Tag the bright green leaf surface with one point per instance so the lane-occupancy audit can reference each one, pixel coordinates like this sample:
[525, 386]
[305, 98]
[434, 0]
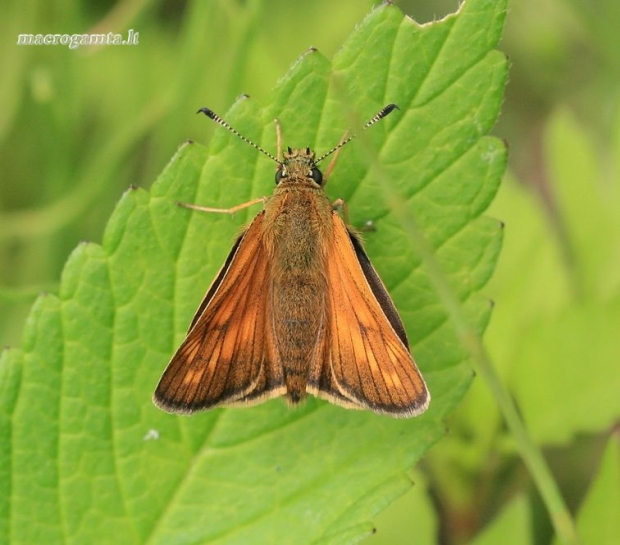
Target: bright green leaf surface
[598, 520]
[555, 328]
[88, 457]
[511, 526]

### AIM OF THE TASK
Everything in the entries must be written out exactly; the pictures stay out.

### REPLY TO THE TASK
Tag the bright green leaf surface with one point per instance so the lane-occupancy audit can reference each one, pixel coordinates like this sample:
[525, 386]
[305, 98]
[434, 0]
Target: bright green leaf surface
[598, 520]
[555, 328]
[88, 457]
[511, 526]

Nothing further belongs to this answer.